### THINGS TO DO
• A. Answer these three questions about the Goose Girl fairy tale post, one answer per line:
(i) What was the name of the princess's horse?
(ii) How many drops of blood did the Queen let fall onto the white cloth?
(iii) What was the name of the boy who looked after the geese?
• B. Render this sentence from the Goose Girl fairy tale post in Spanish: "Before her daughter left, the Queen pricked her finger and let three drops of her blood fall onto a white cloth."
• C. Extend the Goose Girl retelling, picking up the story right after its final sentence.

### PROVIDED TEXT
::::::::

Saturday, October 27, 2012

52 Weeks of Fairy Tales Week #37 - The Goose Girl

For week #37 in my 52 weeks of fairy tale series, I have chosen a tale from the Grimm brothers.  Although this is a classic tale, the first time I read it was earlier this year as I was reading through my various fairy tale books to decide on which fairy tales to share.

The tale is called The Goose Girl.

This tale begins with a Queen sending her daughter off to be married to her betrothed, a prince in a far away kingdom.  The Queen loved her daughter very much, and provided her with everything a royal princess would need, gold, silver, jewels, clothing, and other beautiful things.  She also sent a lady-in-waiting to journey along with the princess, they each had a horse, The Princess's horse was called Falada, and was a magical horse that could speak.

Before her daughter left, the Queen pricked her finger and let three drops of her blood fall onto a white cloth.  She gave this cloth to her daughter and told her to keep it near to her for good luck.  The princess hid the cloth in her blouse, and her and her mother sadly said their goodbyes.

After they had been riding for a while, the Princess became thirsty, and asked her lady-in-waiting to get down and fetch her some water in her golden cup.  The lady-in waiting answered very rudely, and told the princess to get down and get it herself.

So the princess got down and got herself the water, at which time the cloth that her mother had given her said " If your mother knew this, it would break her heart."  The princess was humble however, so she didn't say anything to her disobedient servant, after getting her water, she got back on her horse, and started back on her journey.

After a while, the princess became thirsty again, and when she asked her servant for water she received the same rude response as before.  Again the princess got down to get her own water, and again the cloth in her blouse said "If your mother knew, it would break her heart."  The princess bent down to get her water, and this time she was upset, and she didn't notice that the cloth with her mother's drops of blood fell from her shirt and into the stream of water, which carried it away.  The lady-in-waiting did notice, and she was happy, because she knew that not having her mother's special cloth would make the princess weak.

As the Princess went to get back on her horse Falada, the lady-in-waiting forcefully told the princess that she would no longer be riding Falada and instead would be riding her horse, in addition to that she made the Princess remove her royal garments and put on the servants clothing.  Lastly, the wicked lady-in -waiting made the Princess swear before heaven that she would never tell a creature at the palace what had taken place.  Since the lady-in-awiting was threatening her life, the princess had no choice, and took the oath.  Falada saw this all and remembered.

Soon they arrived at the Prince's Castle, the lady-in-waiting was dressed as the princess so the prince thought that she was his betrothed.  When asked who the Princess was, the lady-in-waiting said she was a servant and that they should put her to work to keep her busy.  So the Princess was given the task of helping Conrad, the boy who looked after the Geese.  That is how the princess became a Goose Girl.

The Lady-in-waiting knew that Falada the horse was magical, and that he could talk, not wanting the horse to give up her secret, she had the horse killed.  However the kind and humble princess had become friends with the servants at the castle, and when she heard what was to become of her Falada, she asked the man in charge of the task, that if she gave him a piece of gold, would he do her the favor of hanging up the horse's head at the gateway to town, where the princess had to pass on her way to tend the geese every day.  The man agreed, and hung up Falada's head at the gate.

::::::::

### RAW RECORDS
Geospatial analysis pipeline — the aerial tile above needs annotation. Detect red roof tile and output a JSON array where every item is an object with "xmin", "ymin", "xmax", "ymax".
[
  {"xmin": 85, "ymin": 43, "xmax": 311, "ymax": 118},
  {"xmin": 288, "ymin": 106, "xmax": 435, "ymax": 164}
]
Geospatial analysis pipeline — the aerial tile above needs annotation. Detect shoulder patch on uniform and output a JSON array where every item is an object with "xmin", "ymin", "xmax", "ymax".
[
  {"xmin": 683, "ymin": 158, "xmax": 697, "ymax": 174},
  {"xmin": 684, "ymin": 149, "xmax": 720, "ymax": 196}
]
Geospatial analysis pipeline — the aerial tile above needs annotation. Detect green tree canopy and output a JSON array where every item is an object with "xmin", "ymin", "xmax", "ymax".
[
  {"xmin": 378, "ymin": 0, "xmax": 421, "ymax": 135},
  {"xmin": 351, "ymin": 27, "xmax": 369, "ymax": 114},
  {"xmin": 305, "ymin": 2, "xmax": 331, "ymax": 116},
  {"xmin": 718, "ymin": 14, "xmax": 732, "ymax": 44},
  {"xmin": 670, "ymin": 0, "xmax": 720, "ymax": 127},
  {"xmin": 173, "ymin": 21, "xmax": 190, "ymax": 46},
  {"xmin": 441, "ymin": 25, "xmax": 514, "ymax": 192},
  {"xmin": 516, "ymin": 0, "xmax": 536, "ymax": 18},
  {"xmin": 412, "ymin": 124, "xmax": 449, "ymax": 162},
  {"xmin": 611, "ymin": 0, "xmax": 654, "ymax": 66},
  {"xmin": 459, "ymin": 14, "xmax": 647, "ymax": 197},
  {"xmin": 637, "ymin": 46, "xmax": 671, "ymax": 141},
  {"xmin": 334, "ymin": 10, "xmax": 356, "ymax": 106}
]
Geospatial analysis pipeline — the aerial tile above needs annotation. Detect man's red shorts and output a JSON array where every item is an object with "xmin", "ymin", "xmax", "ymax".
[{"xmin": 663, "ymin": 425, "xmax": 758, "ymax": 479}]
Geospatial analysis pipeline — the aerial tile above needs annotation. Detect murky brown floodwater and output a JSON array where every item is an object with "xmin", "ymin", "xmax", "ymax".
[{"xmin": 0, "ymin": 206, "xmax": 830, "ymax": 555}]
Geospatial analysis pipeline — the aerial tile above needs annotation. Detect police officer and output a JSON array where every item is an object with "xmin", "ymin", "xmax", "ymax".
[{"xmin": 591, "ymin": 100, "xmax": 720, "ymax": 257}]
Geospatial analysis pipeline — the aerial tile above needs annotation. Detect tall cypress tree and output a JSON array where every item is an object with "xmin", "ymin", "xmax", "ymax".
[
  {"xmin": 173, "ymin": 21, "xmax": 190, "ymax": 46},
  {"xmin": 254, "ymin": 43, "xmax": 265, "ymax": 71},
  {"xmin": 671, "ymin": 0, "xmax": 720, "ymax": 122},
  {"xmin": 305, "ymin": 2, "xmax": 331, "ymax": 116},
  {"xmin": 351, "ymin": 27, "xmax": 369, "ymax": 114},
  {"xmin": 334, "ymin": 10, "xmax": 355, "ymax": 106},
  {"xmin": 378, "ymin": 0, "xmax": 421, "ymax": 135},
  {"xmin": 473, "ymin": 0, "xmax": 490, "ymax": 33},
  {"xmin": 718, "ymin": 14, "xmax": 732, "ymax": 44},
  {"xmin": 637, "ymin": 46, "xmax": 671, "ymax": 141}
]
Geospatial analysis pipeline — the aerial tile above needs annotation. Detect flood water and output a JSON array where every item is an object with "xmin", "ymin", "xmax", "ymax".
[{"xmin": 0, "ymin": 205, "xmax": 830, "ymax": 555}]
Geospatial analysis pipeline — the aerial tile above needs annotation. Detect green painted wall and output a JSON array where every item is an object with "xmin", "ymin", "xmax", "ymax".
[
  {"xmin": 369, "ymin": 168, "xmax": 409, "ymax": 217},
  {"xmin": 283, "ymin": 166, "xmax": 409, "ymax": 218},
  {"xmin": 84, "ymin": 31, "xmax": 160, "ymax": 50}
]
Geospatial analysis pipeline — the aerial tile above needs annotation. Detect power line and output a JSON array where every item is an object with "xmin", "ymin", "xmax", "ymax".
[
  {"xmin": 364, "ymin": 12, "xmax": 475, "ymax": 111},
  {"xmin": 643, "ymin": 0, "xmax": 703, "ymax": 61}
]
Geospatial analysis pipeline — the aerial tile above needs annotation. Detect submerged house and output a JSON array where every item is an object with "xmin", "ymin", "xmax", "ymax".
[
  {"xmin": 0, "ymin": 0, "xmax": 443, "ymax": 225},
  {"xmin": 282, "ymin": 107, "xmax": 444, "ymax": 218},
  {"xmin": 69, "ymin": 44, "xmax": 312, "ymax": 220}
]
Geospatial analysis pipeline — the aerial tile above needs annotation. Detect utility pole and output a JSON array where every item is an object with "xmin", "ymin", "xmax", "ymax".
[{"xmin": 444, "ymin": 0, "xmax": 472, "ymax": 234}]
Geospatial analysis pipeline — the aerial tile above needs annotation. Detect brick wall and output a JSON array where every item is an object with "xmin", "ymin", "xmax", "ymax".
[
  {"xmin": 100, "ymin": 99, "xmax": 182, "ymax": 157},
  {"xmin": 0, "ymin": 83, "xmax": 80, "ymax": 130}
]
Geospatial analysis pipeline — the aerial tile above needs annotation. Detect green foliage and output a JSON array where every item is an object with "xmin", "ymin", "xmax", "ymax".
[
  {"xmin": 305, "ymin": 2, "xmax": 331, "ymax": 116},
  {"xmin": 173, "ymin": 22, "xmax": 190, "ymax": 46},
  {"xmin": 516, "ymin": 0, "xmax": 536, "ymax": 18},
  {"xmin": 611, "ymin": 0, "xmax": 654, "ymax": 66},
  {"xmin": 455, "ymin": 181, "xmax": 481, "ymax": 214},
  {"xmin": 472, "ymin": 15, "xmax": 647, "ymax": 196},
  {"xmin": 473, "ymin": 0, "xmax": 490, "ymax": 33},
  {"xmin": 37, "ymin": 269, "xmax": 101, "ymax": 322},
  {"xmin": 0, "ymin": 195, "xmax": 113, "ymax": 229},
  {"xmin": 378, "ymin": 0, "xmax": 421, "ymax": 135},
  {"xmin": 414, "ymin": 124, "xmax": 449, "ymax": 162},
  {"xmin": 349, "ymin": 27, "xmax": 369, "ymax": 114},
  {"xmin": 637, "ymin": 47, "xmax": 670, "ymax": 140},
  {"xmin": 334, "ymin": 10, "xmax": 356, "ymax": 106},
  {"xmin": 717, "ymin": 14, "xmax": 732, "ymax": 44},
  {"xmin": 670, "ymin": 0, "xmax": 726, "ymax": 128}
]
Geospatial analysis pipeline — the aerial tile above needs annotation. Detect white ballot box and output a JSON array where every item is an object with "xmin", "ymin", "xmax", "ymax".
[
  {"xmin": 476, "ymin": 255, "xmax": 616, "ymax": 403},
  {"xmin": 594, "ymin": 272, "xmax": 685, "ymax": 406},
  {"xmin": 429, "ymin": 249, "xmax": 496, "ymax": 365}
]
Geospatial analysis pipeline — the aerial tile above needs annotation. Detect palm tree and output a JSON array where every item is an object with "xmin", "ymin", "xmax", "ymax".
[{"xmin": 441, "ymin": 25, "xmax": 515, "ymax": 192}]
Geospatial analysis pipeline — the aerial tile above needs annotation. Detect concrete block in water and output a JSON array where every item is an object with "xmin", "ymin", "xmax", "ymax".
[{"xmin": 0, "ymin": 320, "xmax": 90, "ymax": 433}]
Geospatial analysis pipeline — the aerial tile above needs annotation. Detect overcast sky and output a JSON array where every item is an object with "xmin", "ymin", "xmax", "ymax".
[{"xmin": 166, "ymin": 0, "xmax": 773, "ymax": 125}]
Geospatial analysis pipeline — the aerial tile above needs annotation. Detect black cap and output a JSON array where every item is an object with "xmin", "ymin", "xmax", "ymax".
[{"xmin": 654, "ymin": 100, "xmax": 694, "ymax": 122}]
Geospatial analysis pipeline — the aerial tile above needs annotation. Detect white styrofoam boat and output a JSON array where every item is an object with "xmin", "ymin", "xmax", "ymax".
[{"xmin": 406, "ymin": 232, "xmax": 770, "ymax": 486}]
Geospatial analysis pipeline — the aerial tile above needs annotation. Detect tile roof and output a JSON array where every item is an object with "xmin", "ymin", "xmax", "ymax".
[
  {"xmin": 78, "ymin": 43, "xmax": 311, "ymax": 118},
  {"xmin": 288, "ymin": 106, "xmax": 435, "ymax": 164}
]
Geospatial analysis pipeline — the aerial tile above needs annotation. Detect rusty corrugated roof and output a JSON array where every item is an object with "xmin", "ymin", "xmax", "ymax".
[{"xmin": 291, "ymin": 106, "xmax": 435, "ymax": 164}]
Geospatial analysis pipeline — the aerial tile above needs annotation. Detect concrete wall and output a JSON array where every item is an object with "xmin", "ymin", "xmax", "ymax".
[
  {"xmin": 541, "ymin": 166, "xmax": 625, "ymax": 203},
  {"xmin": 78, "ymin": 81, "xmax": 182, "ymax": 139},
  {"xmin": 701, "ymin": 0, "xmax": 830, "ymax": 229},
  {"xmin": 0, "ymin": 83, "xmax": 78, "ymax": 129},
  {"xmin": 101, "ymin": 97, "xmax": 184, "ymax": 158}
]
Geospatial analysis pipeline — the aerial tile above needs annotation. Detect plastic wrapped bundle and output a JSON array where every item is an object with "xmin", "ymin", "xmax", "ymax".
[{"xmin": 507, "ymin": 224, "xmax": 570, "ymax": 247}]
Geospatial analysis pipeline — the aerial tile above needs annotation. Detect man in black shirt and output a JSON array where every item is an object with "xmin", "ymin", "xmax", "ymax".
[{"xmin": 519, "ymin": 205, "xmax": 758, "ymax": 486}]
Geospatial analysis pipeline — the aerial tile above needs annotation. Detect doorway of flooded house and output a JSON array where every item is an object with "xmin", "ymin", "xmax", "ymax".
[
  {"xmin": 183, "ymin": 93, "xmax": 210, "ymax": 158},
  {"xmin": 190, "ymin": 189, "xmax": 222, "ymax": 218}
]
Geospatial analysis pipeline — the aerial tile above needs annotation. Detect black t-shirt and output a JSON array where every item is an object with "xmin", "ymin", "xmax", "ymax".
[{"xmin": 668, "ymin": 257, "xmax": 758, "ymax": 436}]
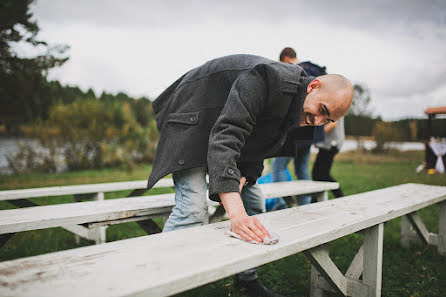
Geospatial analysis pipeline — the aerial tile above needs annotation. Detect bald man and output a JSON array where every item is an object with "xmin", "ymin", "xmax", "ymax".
[{"xmin": 148, "ymin": 55, "xmax": 353, "ymax": 296}]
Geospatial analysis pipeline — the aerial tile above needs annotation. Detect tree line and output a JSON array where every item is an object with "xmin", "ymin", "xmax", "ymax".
[{"xmin": 0, "ymin": 0, "xmax": 446, "ymax": 173}]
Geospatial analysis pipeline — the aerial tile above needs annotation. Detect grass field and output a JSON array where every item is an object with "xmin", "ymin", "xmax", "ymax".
[{"xmin": 0, "ymin": 152, "xmax": 446, "ymax": 297}]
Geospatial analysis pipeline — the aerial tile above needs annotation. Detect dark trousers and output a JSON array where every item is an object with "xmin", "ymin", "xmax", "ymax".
[{"xmin": 312, "ymin": 146, "xmax": 344, "ymax": 198}]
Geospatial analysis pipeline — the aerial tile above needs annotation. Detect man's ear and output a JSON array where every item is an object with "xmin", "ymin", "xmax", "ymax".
[{"xmin": 307, "ymin": 78, "xmax": 321, "ymax": 94}]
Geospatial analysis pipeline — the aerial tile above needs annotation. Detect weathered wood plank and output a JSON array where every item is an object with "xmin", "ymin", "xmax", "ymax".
[
  {"xmin": 0, "ymin": 181, "xmax": 337, "ymax": 235},
  {"xmin": 437, "ymin": 201, "xmax": 446, "ymax": 256},
  {"xmin": 0, "ymin": 194, "xmax": 175, "ymax": 234},
  {"xmin": 345, "ymin": 245, "xmax": 364, "ymax": 280},
  {"xmin": 305, "ymin": 245, "xmax": 347, "ymax": 295},
  {"xmin": 0, "ymin": 184, "xmax": 446, "ymax": 297},
  {"xmin": 0, "ymin": 178, "xmax": 173, "ymax": 200},
  {"xmin": 361, "ymin": 223, "xmax": 384, "ymax": 297}
]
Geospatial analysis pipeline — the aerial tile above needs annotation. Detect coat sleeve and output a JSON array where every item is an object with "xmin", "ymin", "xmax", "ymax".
[{"xmin": 207, "ymin": 66, "xmax": 268, "ymax": 201}]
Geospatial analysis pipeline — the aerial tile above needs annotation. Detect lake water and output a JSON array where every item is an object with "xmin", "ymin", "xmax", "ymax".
[{"xmin": 0, "ymin": 137, "xmax": 424, "ymax": 174}]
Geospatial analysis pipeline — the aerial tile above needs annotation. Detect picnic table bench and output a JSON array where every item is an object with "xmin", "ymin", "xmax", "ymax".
[
  {"xmin": 0, "ymin": 184, "xmax": 446, "ymax": 297},
  {"xmin": 0, "ymin": 180, "xmax": 339, "ymax": 247}
]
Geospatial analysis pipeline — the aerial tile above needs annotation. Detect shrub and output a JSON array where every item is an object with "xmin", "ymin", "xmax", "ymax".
[{"xmin": 10, "ymin": 99, "xmax": 158, "ymax": 172}]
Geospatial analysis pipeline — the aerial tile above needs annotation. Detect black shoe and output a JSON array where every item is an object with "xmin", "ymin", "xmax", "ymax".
[{"xmin": 234, "ymin": 276, "xmax": 284, "ymax": 297}]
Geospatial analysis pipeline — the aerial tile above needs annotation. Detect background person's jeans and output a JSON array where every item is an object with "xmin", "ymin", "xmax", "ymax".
[
  {"xmin": 271, "ymin": 146, "xmax": 311, "ymax": 209},
  {"xmin": 163, "ymin": 167, "xmax": 265, "ymax": 281}
]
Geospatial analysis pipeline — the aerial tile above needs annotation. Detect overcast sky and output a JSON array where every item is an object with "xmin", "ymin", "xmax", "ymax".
[{"xmin": 27, "ymin": 0, "xmax": 446, "ymax": 120}]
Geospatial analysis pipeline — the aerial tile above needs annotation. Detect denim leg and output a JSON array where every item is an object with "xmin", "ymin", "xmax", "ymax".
[
  {"xmin": 271, "ymin": 157, "xmax": 291, "ymax": 182},
  {"xmin": 163, "ymin": 167, "xmax": 208, "ymax": 232},
  {"xmin": 237, "ymin": 184, "xmax": 265, "ymax": 281},
  {"xmin": 294, "ymin": 146, "xmax": 311, "ymax": 205},
  {"xmin": 271, "ymin": 157, "xmax": 291, "ymax": 210}
]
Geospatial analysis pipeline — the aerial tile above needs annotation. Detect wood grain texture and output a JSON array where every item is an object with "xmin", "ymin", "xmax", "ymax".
[
  {"xmin": 0, "ymin": 181, "xmax": 337, "ymax": 234},
  {"xmin": 0, "ymin": 184, "xmax": 446, "ymax": 297}
]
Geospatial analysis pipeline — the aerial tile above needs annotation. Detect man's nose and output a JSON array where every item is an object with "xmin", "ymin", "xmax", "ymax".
[{"xmin": 314, "ymin": 116, "xmax": 327, "ymax": 126}]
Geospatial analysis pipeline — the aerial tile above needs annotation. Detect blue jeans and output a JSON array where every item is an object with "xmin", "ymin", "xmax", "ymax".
[
  {"xmin": 271, "ymin": 146, "xmax": 311, "ymax": 208},
  {"xmin": 163, "ymin": 167, "xmax": 265, "ymax": 281}
]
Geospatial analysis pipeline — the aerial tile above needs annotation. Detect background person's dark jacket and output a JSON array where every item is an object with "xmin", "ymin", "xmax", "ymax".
[{"xmin": 147, "ymin": 55, "xmax": 313, "ymax": 201}]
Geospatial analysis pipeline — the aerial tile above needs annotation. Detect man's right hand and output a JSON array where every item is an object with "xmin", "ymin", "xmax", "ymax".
[{"xmin": 220, "ymin": 192, "xmax": 271, "ymax": 242}]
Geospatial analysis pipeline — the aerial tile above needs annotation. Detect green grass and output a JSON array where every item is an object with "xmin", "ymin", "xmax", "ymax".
[{"xmin": 0, "ymin": 152, "xmax": 446, "ymax": 297}]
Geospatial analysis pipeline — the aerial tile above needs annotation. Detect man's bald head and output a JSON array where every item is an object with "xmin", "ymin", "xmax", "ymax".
[{"xmin": 301, "ymin": 74, "xmax": 353, "ymax": 126}]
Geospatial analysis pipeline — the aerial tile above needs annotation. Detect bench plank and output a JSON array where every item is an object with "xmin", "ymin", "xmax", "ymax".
[
  {"xmin": 0, "ymin": 178, "xmax": 173, "ymax": 201},
  {"xmin": 0, "ymin": 184, "xmax": 446, "ymax": 297},
  {"xmin": 0, "ymin": 181, "xmax": 339, "ymax": 234}
]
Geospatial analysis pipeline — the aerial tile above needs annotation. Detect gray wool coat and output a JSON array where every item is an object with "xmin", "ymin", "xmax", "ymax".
[{"xmin": 147, "ymin": 55, "xmax": 313, "ymax": 201}]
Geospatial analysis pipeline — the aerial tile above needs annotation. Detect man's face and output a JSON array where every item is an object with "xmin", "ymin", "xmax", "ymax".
[{"xmin": 300, "ymin": 79, "xmax": 343, "ymax": 126}]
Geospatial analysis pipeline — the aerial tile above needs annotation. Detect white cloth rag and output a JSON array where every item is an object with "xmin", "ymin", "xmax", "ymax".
[{"xmin": 225, "ymin": 230, "xmax": 279, "ymax": 245}]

::::::::

### SOLVED PROBLEMS
• A.
(i) Falada
(ii) Three
(iii) Conrad

• B. Antes de que su hija partiera, la Reina se pinchó el dedo y dejó caer tres gotas de su sangre sobre un paño blanco.

• C.
As the Princess passed the gate the next day with Conrad, she said to Falada "Alas! dear Falada, there thou hangest."  Falada replied " Queen's Daughter, if thy mother knew thy fate, her heart would break with grief so great."

Conrad and the princess made there way to the field, the princess let her hair down, and Conrad saw how beautiful and golden it was, he wanted to pluck a strand of her hair.  The princess didn't want Conrad to do this, so she said a magical rhyme that sent Conrad's hat flying off in to the field.  When he got back the princess had finished brushing her hair, and had put it back up.  Conrad was sulky about this, but they tended the geese until evening.  The next day the same thing happened, and Falada said the same thing as the princess passed by, and Conrad's hat once again blew away when he became too fond of her golden locks.

That evening Conrad went to the King, and said he would not tend the geese anymore with the goose girl, and that strange things kept happening, he told the King about her talking to Falada as well.  The King told Conrad to go tend the geese with her again tomorrow and that he would find out what was going on.  The King heard Falada the next day say to the goose girl " Queen's Daughter, if thy mother knew thy fate, her heart would break with grief so great"  The King saw the girl take down her beautiful golden hair to comb it, and Conrad's hat once again blew away.

That evening the King asked the Goose Girl what was going on, and she told the king that she swore an oath to tell no creature at the castle.  The King had an idea, and told the girl to tell her story to the iron stove.  He then listened in while the girl told all that had happened to her, and all about the lady-in-waiting.  The King realized that the Goose Girl was really the princess, and brought her her royal robes.  The King called his son and told him that his bride to be was the lady-in-waiting and not the princess, and introduced him to the real princess.  That evening the princess sat with the King and prince and his false bride, the lady-in-waiting at dinner, the lady-in-waiting didn't recognize the princess.  The King told a story of deception to the false bride, but didn't name any names, he asked the false bride what should become of a person who deceives their master.  The wicked woman replied with a horrid punishment- that the deceiver be placed in a barrel lined with nails and drug by horses.  So this was the punishment that the King gave to the lady-in-waiting.  The Prince then married the real princess, and they ruled the kingdom together and lived happily ever after.

This is definitely a darker tale by the Grimm brothers, with the poor horse being decapitated, and the lady-in-waiting meeting such an awful end (even if it was her own idea).  Definitely a candidate for a revised version for children.  I imagine that this is why I had not heard it as a child, but I had always heard of the Goose Girl, just never the story behind it.  I do think that the tale is very interesting.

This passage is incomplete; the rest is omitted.